(Some records)
[START]

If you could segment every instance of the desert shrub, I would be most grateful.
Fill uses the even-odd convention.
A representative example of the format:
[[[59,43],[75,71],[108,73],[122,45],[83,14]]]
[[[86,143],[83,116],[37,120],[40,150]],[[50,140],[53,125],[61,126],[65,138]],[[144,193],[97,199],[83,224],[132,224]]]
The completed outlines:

[END]

* **What is expected**
Please lay out the data above as a JSON list of strings, one string per line, leaving out any blank lines.

* **Written answer**
[
  "If you could segment every instance of the desert shrub, I would be most grateful.",
  "Fill uses the even-odd convention.",
  "A representative example of the format:",
  "[[[59,43],[75,71],[108,73],[122,45],[83,14]]]",
  "[[[86,143],[83,116],[37,120],[40,150]],[[50,140],[53,125],[61,126],[65,138]],[[144,193],[97,199],[83,224],[132,224]]]",
  "The completed outlines:"
]